* **TRY IT**:
Pictures aside, write out the data exactly as it reads.

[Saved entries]
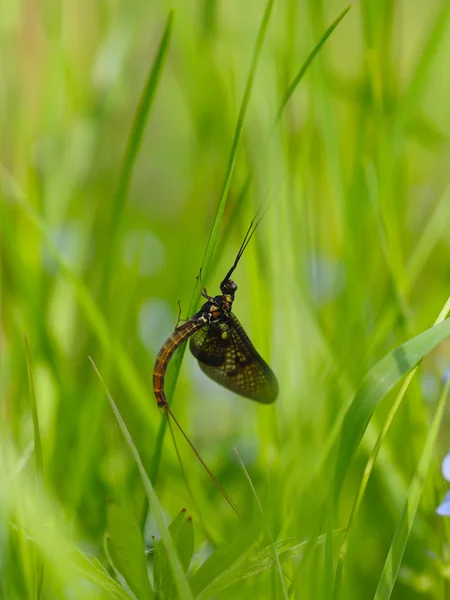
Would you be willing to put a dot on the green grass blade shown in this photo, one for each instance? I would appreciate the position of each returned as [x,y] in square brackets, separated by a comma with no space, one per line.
[39,567]
[314,52]
[174,561]
[126,549]
[397,548]
[378,382]
[135,138]
[212,241]
[371,462]
[275,556]
[138,393]
[35,416]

* **REPLY**:
Would you be willing to put a dot on the green grass blade shown in this photo, one for each instance? I would appreciate the position of each returned as [x,y] in square brackets, separated by a comma with no space, one per line.
[39,567]
[314,52]
[174,561]
[126,549]
[397,548]
[378,382]
[135,138]
[212,241]
[371,462]
[275,556]
[138,393]
[35,416]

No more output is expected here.